**Short task:**
Please transcribe the listing below word for word, keeping every line in its original order.

Entries from a dataset
###

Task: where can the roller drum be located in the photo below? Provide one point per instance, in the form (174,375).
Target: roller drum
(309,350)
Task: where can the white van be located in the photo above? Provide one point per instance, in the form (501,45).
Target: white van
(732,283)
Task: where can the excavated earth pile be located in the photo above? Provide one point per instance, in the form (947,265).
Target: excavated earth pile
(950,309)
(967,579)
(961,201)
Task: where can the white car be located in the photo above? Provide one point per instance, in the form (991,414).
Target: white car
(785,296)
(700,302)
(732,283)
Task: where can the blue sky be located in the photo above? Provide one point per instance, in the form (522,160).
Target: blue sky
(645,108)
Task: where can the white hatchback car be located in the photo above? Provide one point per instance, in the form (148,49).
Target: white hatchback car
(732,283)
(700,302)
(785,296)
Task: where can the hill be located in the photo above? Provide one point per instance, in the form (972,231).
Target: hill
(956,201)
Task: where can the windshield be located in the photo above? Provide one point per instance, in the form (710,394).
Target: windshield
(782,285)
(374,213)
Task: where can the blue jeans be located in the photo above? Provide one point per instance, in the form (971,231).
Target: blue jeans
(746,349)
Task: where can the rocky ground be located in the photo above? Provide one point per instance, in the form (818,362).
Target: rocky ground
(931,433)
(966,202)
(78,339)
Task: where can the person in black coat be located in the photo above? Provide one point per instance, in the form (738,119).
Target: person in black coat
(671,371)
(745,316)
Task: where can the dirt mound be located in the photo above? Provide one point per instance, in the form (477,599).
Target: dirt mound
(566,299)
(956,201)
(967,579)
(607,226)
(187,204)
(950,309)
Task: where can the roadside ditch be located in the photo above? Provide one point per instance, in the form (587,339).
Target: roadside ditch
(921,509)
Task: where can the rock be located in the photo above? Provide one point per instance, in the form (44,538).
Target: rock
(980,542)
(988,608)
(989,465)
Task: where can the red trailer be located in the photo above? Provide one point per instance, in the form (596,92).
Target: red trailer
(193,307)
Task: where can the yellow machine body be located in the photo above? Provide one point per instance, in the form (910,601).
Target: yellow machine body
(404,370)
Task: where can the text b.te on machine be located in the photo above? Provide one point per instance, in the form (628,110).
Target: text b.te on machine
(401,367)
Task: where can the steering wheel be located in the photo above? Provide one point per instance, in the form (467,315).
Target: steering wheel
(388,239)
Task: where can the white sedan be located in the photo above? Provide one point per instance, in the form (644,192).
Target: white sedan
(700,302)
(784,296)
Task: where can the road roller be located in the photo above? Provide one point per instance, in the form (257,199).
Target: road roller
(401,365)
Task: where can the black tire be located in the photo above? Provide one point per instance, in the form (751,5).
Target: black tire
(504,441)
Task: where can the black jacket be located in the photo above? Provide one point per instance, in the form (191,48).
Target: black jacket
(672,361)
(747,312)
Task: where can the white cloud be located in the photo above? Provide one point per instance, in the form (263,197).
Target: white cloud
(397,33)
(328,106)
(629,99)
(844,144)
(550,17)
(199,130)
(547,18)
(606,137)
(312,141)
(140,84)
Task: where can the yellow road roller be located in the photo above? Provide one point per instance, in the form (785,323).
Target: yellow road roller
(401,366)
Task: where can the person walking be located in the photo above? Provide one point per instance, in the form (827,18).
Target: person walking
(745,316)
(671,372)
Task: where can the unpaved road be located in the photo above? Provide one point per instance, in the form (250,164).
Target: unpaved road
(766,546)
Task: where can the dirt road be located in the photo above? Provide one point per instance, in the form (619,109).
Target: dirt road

###

**Problem solution:**
Task: where can the roller drum be located in the photo below? Provide one point per instance, in the form (174,375).
Target: roller drum
(309,350)
Task: where can the white van be located in the photo above? Provide one point per instance, in the form (501,45).
Target: white van
(732,283)
Task: where can the excavated earth pile be located in the photo above? Provide one point per instance, in the form (947,265).
Target: excavated earth pile
(950,309)
(967,579)
(961,201)
Task: where can the white car be located in the photo above? Provide one point per instance, in the form (991,414).
Target: white car
(785,296)
(700,302)
(732,283)
Task: where can the blue sky be located in the photo above? Provide one point per instance, in the form (522,160).
Target: blue sky
(645,108)
Task: where can the white hatchback car be located in the photo above? Provide one point per instance, in the form (148,49).
Target: white hatchback car
(732,283)
(700,302)
(785,296)
Task: where can the hill be located in the photo above? Provide one point per instance, in the form (972,231).
Target: hill
(956,201)
Task: where can the windshield be located in the photo above? Provide one point per instance, in the form (710,394).
Target: windshield
(782,285)
(374,213)
Task: where can the blue jeans be located in the photo above? Provide one point per instance, in the form (971,231).
Target: blue jeans
(746,349)
Task: where can the rocky ground be located in the photo above? Provide one point per instance, in the form (818,362).
Target: rocky ground
(931,433)
(966,202)
(78,339)
Task: where can the person in black coat be located in the photo above? Provide one point per instance, in the form (738,119).
Target: person in black coat
(671,371)
(745,316)
Task: where can the dirt mound be located in the photo above? Provide one point per instance, in the form (477,599).
Target: dirt mound
(566,299)
(956,201)
(967,579)
(607,226)
(187,204)
(950,309)
Task: where can the roadside ditch be located in the photo above? Provide one point per instance, in the form (587,339).
Target: roadside ditch
(921,509)
Task: where can the rock be located in the photo above? Provide one point per instance, in the form (44,538).
Target: rock
(980,542)
(988,608)
(989,465)
Task: where can the red trailer be located in the photo above? Provide one point per instance, in the form (596,92).
Target: red trailer
(193,307)
Task: where can the yellow machine body be located in the photo above? Provide one point per instance, in the form (910,601).
Target: yellow machine body
(404,370)
Task: where can the text b.te on machine be located in the photo above? Provide one point per instance, in the form (628,110).
Target: text b.te on machine
(401,367)
Task: where can the steering wheel be located in the photo above? Provide one point per instance, in the form (467,315).
Target: steering wheel
(388,239)
Task: where can the white sedan be located in the photo above? Provide one point per instance, in the form (644,192).
Target: white sedan
(700,302)
(784,296)
Task: where can the road roller be located in the photo above? Provide one point per instance, in the form (257,199).
Target: road roller
(401,365)
Task: where can the black tire be located in the photo above? Provide one point per instance, in the form (751,5).
Target: black tire
(504,441)
Task: where can the black jacket be located in the photo above? Provide one point per instance, in the form (191,48).
Target: black jacket
(672,361)
(747,312)
Task: where can the white cloud be located in the photo above? Provide one point per instance, in the form (263,197).
Target: white cloud
(397,33)
(328,106)
(629,99)
(844,144)
(550,17)
(199,130)
(547,18)
(606,137)
(312,141)
(140,84)
Task: where can the yellow road roller be located in the photo above? Provide one point per instance, in the form (785,323).
Target: yellow road roller
(401,366)
Task: where can the person walking be located in the photo above? Provide one point per instance, in the form (827,18).
Target: person walking
(745,316)
(671,372)
Task: where can the unpaved road be located in the photo above? Provide one point per instance, in the form (250,164).
Target: unpaved road
(766,546)
Task: where can the dirt road be located in the photo above? Provide one point per instance, in the form (619,109).
Target: dirt road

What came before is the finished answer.